▸ **Tasks to perform**
**a.** According to the column on the choice between Bush and Kerry, at what time did the women of Bamiyan rise to walk to the polls?
**b.** Condense the paragraph beginning "Reasonable people can question" in the column on the choice between Bush and Kerry into a shorter version that keeps its main points.
**c.** Write a continuation of the column on the choice between Bush and Kerry, picking up after its final sentence.

▸ **Reading passage**
────────────────────

Washington This column has expressed abundant skepticism about the grandiosity of George W. Bush's foreign policy. And about his passivity about spending (he has vetoed nothing), his enlargement of the welfare state (the prescription drug entitlement), his expansion of inappropriate federal responsibilities (concerning education grades K-12, through No Child Left Behind) and his complicity in vandalizing the Constitution (he signed the McCain-Feingold bill that rations political speech). Still, this column prefers Bush.
Reasonable people can question the feasibility of Bush's nation-building and democracy-spreading ambitions. However, having taken up that burden, America cannot prudently, or decently, put it down. The question is: Which candidate will most tenaciously and single-mindedly pursue victory? The answer is: Not John Kerry, who is multiple-minded about most matters.
Tuesday's winner will not start from scratch but from where we are now, standing with the women of Bamiyan, Afghanistan. Back in Washington recently, Zalmay Khalilzad, U.S. ambassador to Afghanistan, said those women were warned that Taliban remnants would attack polling places during the Oct. 9 elections. So the women performed the ritual bathing and said the prayers of those facing death. Then, rising at 3 a.m., they trekked an hour to wait in line for the polls to open at 7 a.m. In the province of Kunar an explosion 100 meters from a long line of waiting voters did not cause anyone to leave the line.

────────────────────

▸ **Supplied data**
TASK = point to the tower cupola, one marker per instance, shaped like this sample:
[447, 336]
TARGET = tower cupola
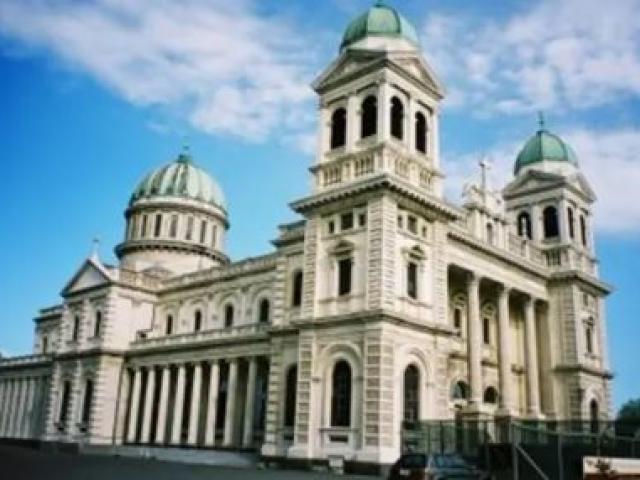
[176, 220]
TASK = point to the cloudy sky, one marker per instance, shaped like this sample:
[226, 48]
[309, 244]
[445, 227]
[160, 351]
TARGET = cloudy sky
[95, 93]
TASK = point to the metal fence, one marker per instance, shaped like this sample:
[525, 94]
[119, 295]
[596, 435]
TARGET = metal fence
[525, 449]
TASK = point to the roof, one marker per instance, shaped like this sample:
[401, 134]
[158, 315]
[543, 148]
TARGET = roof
[382, 21]
[544, 146]
[180, 179]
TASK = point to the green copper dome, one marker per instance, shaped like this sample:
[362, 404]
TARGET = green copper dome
[382, 21]
[180, 179]
[544, 146]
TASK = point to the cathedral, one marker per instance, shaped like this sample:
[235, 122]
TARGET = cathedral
[383, 304]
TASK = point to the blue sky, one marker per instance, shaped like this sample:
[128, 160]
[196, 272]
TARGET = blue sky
[96, 93]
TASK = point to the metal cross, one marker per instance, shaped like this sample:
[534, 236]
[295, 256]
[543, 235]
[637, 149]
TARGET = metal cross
[485, 165]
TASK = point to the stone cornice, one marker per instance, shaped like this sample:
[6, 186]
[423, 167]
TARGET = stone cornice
[363, 317]
[169, 245]
[377, 182]
[499, 254]
[596, 283]
[578, 368]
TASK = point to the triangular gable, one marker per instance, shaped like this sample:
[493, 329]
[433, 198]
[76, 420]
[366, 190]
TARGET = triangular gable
[90, 274]
[420, 69]
[347, 63]
[350, 62]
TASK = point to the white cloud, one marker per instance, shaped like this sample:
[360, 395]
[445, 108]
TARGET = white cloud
[559, 54]
[222, 65]
[609, 159]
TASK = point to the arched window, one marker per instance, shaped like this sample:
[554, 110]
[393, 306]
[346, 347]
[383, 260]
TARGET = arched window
[63, 413]
[457, 318]
[228, 315]
[173, 226]
[589, 336]
[296, 291]
[290, 397]
[341, 395]
[490, 396]
[397, 118]
[594, 415]
[168, 327]
[490, 235]
[486, 331]
[570, 222]
[86, 404]
[369, 119]
[550, 219]
[197, 321]
[412, 280]
[338, 128]
[524, 225]
[459, 391]
[263, 313]
[97, 327]
[76, 328]
[583, 230]
[421, 133]
[157, 229]
[411, 394]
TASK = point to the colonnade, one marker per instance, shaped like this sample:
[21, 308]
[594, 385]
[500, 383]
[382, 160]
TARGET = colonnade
[205, 397]
[507, 400]
[21, 406]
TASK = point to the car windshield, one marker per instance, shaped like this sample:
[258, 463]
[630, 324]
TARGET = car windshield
[449, 461]
[413, 461]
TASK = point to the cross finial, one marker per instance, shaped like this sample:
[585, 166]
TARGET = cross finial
[185, 155]
[95, 247]
[541, 120]
[485, 166]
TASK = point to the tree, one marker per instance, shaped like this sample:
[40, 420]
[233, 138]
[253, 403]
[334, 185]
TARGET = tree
[628, 420]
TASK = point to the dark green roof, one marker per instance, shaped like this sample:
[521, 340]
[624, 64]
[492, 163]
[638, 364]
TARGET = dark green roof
[382, 21]
[544, 146]
[180, 179]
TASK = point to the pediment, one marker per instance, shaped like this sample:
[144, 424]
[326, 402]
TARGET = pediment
[343, 67]
[421, 70]
[349, 63]
[91, 274]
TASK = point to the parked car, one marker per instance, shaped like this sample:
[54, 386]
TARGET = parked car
[421, 466]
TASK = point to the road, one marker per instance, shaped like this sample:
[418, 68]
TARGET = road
[17, 463]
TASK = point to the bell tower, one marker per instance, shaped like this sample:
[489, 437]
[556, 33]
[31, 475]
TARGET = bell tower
[378, 107]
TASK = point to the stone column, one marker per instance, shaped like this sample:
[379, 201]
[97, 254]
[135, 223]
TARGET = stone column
[135, 403]
[353, 121]
[212, 403]
[474, 340]
[28, 408]
[231, 403]
[196, 389]
[148, 405]
[531, 352]
[247, 433]
[20, 407]
[506, 380]
[384, 111]
[164, 399]
[4, 406]
[178, 406]
[410, 124]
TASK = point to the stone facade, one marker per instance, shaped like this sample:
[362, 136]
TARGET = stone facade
[385, 303]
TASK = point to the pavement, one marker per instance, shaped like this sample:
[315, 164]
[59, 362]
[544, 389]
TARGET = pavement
[22, 463]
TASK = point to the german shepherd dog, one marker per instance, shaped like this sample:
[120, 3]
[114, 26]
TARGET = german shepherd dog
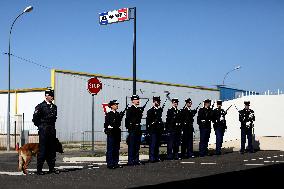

────────────────────

▸ **Task-by-task results**
**a.** They rose at 3 a.m.

**b.** Bush's nation-building and democracy-spreading aims may be questioned, but having taken them up, America cannot prudently or decently abandon them. The deciding question is which candidate will pursue victory most tenaciously, and that candidate is not John Kerry, who is multiple-minded about most matters.

**c.**
Which candidate can be trusted to keep faith with these people? Surely not the man whose party is increasingly influenced by its Michael Moore faction. Surely not the man whose most important vote in his 20 Senate years opposed using force to expel Iraq from Kuwait in 1991. Iraqi forces had crossed an international border to eradicate a sovereign nation, but Kerry does not regret voting to oppose the forceful reversal of this aggression.
However, his career is one of multiple tepid regrets. Carefully parsed, his rhetorical ambiguities, which seem designed to discourage deciphering, suggest that he regrets not only his vote for Justice Antonin Scalia but also votes for the 2002 Iraq resolution, for No Child Left Behind, for the Patriot Act.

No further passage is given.